Same text appearing twice (with matches and without)

Hi,

I'm using textcat.teach to annotate texts for a binary classification problem. I have defined my patterns to highlight in "--patterns ./patterns.jsonl". However, while I was annotating, I noticed that some texts appeared twice in Prodigy display interface, with defined patterns NOT highlighted for the first time and defined patterns highlighted for the second time. This led me annotating the same text twice.

Out of my 81 texts this happened 3 times. Texts with multiple matched patterns are all alright, but 3 texts with only one matched pattern have this issue.

Can you help me with this? Thanks you in advance!

Kind regards,
Yudi

Hi! Which version of Prodigy are you using? And if you're looking at the _input_hash and _task_hash generated for the two tasks that are identical (except for the match), are they the same or different?

It sounds like what might be happening is that for some reason, those tasks receive different hashes and Prodigy thinks they're different – when they should receive the same hashes, because their content should be treated as identical.

I have noticed this also, although usually first with matched patterns, second time without the highlights. Using a the reddit comments corpus. It's possible that int the underlying data, these comments are there twice. Still, this wouldn't explain why the second time I get them, the interface doesn't highlight the patterns. That said, it would be kind of odd that the data was consistently duplicative but only for things that matched patterns.

# GIVEN INFORMATION:
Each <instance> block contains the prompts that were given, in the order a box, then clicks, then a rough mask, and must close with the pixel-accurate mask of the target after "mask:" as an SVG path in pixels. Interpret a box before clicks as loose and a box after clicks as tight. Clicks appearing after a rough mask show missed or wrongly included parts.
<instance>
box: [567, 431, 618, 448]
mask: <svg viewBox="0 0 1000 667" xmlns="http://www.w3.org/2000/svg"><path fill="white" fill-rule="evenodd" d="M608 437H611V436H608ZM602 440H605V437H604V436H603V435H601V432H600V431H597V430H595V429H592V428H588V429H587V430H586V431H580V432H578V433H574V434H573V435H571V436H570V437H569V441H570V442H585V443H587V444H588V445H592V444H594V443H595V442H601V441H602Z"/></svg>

# PROBLEMS TO WORK ON:
**a)** In the forum thread about texts appearing twice in Prodigy, how many times did this happen to the original poster?
**b)** Pick up the forum thread about texts appearing twice in Prodigy and continue it after its last post.

# TASK-BY-TASK OUTPUTS:
**a)** Three times, out of 81 texts.

**b)**
  1. Is this maybe a bug, with prodigy not properly marking a task as finished when it happens to have a matched pattern in it?
  2. What should I do when I encounter this? Skip the second one?

Evidence: Got this

Then a few tasks later, same session, this:

hi @claycwardell!

Thanks for the background.

Ines' point is the consistent that likely these are getting different task hashes because they're different "tasks". The first is a pattern match (see PATTERN:40 in bottom right). While the second is a model based prediction (see SCORE:0.00 in the bottom right).

Can you look at these examples in your database and double check that the task_hash are different? You can either use db-out or pull the data directly from the database using get_dataset.

Try changing your configuration exclude_by to input. By default, Prodigy uses task_hash for deduplication. But if you change to input, then it'll dedup by input_hash, not task_hash. You can do this by either modifying your prodigy.json or adding in config overrides.

Thanks @ryanwesslen!